Given request:
In the gallery listing for Hungarian Folk Tales below, who was Hajnalka Fuchs's teacher at the College of Fine Arts?

Selected excerpt:
* * * *
Hungarian Folk Tales (1930-as évek)

Hajnalka Kontulyné Fuchs (1903 - 2000)

Information

Size

26 x 18,5 cm

Material

Tempera, pencil on card-board.

Price

2,000 USD

Signature

Signed bottom right: Kontulyné

About

Hajnalka Fuchs attended the College of Fine Arts between 1924 and 1929, where her teacher was János Vaszary. There she met Béla Kontuly, her future husband. In 1927 she was commissioned to design and paint the ornamental decorations of the chapel of St. Mary in the parish church of Esztergom. In 1928 she exhibited her Hungarian-style silk embroidery and furniture designs at the Kunsthalle, for which she won Lord Rothermere's Grand Prize for Applied Arts.  For the next two years she and her husband were scholarship holders at the Roman School. Kontulyné Fuchs' Hungarian-designed carpets were awarded the bronze medal at the 1933 Milan World Exhibition.
* * * *
Records:
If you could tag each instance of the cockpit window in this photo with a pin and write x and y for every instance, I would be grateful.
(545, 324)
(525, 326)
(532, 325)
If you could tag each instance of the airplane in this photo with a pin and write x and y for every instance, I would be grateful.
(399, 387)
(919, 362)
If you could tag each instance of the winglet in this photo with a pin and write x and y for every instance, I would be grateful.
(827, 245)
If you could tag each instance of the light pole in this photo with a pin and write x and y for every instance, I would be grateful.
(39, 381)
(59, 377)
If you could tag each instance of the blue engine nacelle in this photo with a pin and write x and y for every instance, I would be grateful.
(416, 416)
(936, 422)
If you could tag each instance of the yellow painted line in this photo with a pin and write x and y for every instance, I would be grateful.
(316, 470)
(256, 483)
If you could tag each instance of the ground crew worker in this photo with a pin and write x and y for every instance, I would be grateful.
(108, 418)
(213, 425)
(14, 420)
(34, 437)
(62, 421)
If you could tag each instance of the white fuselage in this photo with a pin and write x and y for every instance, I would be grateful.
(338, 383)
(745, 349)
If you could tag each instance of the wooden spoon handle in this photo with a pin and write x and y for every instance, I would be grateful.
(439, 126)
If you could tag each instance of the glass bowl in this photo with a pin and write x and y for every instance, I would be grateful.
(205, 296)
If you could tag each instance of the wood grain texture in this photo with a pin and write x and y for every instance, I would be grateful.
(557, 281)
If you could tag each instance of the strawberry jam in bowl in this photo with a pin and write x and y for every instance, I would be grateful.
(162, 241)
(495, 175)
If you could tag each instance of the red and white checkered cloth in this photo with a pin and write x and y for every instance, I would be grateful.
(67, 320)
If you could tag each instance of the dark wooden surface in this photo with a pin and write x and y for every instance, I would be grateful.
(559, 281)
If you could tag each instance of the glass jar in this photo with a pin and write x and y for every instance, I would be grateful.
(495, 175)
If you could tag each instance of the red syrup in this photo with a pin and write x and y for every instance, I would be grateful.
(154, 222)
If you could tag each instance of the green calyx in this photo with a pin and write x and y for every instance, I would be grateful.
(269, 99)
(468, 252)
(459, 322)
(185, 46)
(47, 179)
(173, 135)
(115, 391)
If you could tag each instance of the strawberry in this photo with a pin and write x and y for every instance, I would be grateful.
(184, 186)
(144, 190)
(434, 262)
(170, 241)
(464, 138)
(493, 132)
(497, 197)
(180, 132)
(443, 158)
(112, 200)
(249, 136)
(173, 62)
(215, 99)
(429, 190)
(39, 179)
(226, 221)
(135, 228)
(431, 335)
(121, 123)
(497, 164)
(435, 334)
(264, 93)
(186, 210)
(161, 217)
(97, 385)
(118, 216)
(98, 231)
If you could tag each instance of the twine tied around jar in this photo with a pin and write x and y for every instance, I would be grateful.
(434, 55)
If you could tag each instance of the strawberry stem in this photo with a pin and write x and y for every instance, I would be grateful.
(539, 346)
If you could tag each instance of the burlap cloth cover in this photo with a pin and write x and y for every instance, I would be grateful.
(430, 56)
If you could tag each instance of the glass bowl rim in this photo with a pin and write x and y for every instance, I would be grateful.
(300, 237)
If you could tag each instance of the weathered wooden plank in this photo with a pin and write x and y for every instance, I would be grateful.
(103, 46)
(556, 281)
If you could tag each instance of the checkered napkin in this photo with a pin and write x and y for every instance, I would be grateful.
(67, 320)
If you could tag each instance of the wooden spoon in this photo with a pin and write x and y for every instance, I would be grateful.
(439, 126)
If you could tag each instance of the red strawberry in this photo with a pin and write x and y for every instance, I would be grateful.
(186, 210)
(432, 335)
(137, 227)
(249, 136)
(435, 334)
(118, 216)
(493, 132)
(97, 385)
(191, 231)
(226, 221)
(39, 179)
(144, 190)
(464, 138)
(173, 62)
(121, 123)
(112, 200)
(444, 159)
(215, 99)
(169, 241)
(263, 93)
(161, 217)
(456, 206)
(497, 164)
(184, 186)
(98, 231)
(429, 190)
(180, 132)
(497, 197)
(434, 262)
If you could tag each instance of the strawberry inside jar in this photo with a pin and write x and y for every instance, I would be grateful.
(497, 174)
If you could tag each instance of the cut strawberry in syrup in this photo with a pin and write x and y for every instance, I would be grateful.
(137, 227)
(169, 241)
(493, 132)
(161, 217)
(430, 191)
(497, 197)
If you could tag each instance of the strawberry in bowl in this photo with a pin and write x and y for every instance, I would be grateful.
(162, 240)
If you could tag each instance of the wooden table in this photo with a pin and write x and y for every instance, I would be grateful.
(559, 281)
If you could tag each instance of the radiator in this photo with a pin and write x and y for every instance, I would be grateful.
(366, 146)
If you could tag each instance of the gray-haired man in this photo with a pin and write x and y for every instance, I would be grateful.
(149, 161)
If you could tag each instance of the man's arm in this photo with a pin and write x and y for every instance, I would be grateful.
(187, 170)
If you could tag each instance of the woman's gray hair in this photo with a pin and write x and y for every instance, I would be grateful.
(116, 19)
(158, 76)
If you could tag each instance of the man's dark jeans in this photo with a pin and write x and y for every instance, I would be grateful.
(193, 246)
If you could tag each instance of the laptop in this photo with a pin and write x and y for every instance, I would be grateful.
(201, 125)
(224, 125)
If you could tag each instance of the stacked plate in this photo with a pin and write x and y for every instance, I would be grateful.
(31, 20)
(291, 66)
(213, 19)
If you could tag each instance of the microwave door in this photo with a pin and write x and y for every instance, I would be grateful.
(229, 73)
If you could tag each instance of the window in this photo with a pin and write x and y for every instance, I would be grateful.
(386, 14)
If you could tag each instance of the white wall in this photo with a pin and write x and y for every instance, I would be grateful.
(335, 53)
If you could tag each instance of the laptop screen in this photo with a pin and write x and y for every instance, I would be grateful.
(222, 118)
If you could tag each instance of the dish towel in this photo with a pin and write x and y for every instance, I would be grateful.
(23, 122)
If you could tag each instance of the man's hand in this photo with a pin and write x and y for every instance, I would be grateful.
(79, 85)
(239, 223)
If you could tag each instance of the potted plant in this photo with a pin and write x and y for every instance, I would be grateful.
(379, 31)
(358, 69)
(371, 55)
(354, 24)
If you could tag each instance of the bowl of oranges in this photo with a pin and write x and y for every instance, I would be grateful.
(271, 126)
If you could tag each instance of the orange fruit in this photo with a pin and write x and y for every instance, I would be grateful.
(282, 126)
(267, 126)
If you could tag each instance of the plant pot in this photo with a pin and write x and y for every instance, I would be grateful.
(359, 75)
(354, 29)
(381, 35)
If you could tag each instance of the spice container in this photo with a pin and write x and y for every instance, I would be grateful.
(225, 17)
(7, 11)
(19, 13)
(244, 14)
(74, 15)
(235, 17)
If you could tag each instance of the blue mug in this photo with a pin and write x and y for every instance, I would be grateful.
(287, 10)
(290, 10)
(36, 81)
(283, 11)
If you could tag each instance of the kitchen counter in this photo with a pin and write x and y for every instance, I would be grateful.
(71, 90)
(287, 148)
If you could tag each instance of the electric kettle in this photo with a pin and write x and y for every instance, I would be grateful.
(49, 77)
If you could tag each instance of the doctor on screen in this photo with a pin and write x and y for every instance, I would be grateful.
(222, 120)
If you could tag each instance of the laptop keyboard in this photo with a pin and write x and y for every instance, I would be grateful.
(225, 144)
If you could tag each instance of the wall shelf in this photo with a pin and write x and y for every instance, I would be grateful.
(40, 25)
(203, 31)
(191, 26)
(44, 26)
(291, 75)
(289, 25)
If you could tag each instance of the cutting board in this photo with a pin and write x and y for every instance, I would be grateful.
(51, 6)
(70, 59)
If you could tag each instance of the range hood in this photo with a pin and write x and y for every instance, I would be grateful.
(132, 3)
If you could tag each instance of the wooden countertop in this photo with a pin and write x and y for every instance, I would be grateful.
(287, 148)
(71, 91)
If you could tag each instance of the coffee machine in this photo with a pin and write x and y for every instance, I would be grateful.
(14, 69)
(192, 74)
* * * *
Reply:
János Vaszary